依頼内容 1: 下のエントリのうち、「Exercise. Locate the van windshield」を含む行からエントリの最後までを、列名を prompt と target とする2列のCSVで表せ。1件につき1行とし、依頼文とその答えをそれぞれ引用符付きの1フィールドに収め、改行は空白に置き換えること。

本文:
タイミングt14以降で、遮断スイッチ60がオフ状態になると、半導体装置30の主電極間に検査に直接関係のないドレイン-ソース間電圧Vdsは印加されず、検査に直接関係のないドレイン電流Idが流れることはなく、RBSOA耐量などの耐量が不足する半導体装置30であっても損傷は起きない。
このように、半導体装置30と直列に接続された直列スイッチ70を設け、図10に示す方法で検査を行うことにより、半導体装置30の誘導負荷によるゲート電荷測定試験および誘導負荷によるスイッチング試験を適切に行うことができる。
また、本実施形態4では、タイミングt15において、バイパススイッチ40をオン状態にしているが、検査に直接関係しないためバイパススイッチ40は、オフ状態を継続しても良い。
また、本実施形態4では直列スイッチ70は、タイミングt15以降はオン状態としているが、オフ状態としても良い。

位置特定の項目
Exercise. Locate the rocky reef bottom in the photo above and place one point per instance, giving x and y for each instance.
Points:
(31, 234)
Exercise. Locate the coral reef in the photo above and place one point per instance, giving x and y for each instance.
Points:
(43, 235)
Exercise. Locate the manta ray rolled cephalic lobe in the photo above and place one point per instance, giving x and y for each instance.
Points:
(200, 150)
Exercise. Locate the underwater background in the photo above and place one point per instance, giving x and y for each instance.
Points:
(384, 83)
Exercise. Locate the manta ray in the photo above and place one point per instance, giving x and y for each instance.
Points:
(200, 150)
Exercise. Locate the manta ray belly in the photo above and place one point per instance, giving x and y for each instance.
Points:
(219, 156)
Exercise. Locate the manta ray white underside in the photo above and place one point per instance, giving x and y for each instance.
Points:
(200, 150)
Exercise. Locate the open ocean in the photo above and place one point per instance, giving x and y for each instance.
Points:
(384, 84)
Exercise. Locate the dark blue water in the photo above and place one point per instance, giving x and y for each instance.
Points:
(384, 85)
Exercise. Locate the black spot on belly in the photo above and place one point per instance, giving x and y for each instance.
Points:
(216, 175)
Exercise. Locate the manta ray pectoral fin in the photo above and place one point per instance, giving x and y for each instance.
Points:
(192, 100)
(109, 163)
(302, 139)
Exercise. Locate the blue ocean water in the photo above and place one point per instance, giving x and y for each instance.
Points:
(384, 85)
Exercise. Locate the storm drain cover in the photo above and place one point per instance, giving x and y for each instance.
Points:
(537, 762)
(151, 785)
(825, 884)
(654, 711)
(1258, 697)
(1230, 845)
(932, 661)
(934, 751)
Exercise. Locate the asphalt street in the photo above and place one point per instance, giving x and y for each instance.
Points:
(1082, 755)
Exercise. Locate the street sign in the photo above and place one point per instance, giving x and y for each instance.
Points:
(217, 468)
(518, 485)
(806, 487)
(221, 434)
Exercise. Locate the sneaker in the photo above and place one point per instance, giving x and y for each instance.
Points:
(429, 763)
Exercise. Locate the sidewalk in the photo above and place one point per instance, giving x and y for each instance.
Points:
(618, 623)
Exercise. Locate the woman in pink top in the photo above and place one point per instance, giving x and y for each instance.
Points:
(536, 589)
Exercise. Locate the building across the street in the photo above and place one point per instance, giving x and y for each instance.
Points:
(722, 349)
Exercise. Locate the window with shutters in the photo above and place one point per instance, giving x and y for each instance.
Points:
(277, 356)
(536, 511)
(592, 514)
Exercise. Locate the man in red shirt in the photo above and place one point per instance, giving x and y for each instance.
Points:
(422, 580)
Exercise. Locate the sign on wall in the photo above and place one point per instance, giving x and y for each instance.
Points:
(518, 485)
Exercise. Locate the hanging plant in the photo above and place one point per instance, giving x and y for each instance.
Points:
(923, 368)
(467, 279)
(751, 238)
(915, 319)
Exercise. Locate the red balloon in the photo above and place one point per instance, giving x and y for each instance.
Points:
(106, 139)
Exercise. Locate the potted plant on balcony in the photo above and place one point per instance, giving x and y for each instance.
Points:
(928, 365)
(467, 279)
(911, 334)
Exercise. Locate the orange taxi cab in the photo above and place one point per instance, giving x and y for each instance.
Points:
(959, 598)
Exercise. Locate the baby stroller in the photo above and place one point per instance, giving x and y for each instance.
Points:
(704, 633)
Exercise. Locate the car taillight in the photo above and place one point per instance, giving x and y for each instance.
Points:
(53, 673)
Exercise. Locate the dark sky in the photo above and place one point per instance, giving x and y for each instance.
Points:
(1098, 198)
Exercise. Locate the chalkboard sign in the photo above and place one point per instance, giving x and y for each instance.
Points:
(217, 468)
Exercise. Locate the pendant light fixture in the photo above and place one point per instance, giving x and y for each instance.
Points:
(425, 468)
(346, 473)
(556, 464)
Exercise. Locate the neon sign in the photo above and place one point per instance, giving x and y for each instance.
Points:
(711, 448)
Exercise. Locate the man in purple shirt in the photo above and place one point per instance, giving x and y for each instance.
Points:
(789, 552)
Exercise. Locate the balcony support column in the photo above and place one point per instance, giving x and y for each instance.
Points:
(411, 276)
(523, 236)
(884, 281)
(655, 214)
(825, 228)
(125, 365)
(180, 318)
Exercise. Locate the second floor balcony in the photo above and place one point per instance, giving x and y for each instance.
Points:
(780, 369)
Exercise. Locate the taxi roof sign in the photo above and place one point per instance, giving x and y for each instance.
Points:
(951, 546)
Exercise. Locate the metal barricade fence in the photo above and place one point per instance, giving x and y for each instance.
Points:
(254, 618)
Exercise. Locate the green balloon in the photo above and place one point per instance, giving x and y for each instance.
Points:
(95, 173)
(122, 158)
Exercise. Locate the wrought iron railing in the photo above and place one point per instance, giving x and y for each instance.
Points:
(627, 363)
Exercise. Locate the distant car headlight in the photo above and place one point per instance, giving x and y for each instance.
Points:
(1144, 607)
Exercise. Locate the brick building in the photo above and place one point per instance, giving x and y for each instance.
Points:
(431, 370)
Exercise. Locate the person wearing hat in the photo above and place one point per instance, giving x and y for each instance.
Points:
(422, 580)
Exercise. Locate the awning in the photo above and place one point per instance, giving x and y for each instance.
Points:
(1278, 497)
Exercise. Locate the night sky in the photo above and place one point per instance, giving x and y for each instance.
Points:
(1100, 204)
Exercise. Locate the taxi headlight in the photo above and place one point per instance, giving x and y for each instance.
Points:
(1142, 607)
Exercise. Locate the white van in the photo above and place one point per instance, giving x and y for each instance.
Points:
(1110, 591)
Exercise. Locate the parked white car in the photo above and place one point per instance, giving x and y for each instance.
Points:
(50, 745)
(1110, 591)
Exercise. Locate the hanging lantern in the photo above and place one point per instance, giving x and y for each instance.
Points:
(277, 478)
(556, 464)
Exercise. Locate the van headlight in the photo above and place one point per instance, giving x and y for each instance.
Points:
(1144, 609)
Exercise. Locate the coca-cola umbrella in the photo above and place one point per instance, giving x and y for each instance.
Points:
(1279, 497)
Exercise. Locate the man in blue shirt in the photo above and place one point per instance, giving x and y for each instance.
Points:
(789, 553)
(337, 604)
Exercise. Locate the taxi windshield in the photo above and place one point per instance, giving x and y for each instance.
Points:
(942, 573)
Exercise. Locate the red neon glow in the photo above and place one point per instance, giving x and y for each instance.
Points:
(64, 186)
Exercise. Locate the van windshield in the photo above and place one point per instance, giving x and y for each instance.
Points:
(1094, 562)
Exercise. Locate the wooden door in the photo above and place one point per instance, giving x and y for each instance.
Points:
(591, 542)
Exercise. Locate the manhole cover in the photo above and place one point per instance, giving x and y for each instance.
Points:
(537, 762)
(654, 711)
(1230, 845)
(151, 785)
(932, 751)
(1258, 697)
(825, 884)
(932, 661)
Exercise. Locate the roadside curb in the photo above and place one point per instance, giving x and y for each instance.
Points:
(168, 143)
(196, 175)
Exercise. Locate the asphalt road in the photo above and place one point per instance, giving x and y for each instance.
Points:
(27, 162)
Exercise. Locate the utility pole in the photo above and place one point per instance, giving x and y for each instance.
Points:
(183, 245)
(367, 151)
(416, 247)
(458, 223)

依頼内容 2: 上にある半導体装置の検査についての本文を、最後の文の後から書き継げ。

作業結果 1:
prompt,target
"Exercise. Locate the van windshield in the photo above and place one point per instance, giving x and y for each instance. Points:","(1094, 562)"
"Exercise. Locate the wooden door in the photo above and place one point per instance, giving x and y for each instance. Points:","(591, 542)"
"Exercise. Locate the manhole cover in the photo above and place one point per instance, giving x and y for each instance. Points:","(537, 762) (654, 711) (1230, 845) (151, 785) (932, 751) (1258, 697) (825, 884) (932, 661)"
"Exercise. Locate the roadside curb in the photo above and place one point per instance, giving x and y for each instance. Points:","(168, 143) (196, 175)"
"Exercise. Locate the asphalt road in the photo above and place one point per instance, giving x and y for each instance. Points:","(27, 162)"
"Exercise. Locate the utility pole in the photo above and place one point per instance, giving x and y for each instance. Points:","(183, 245) (367, 151) (416, 247) (458, 223)"

作業結果 2:
<変形例>
次に、図11に示すタイミングチャートを用いて、図9に示す検査装置1Cを用いた検査方法の変形例について説明する。
図11に示すように、タイミングt11より前から遮断スイッチ60およびバイパススイッチ40はオン状態にあり、直列スイッチ70および半導体装置30はオフ状態にある。すなわち、半導体装置30のゲート-ソース電極間には、ゲートドライバ50により半導体装置30をオフさせる所定の値のVgs電圧が印加されている。
この場合、半導体装置30のドレイン-ソース間電圧Vdsは、直列スイッチ70がオフ状態で、バイパススイッチ40はオン状態のため、0Vとなっている。また、検査に直接関係しない電流をバイパススイッチ40にバイパス電流Iswとして流して、インダクタ21に徐々にエネルギーを溜めている。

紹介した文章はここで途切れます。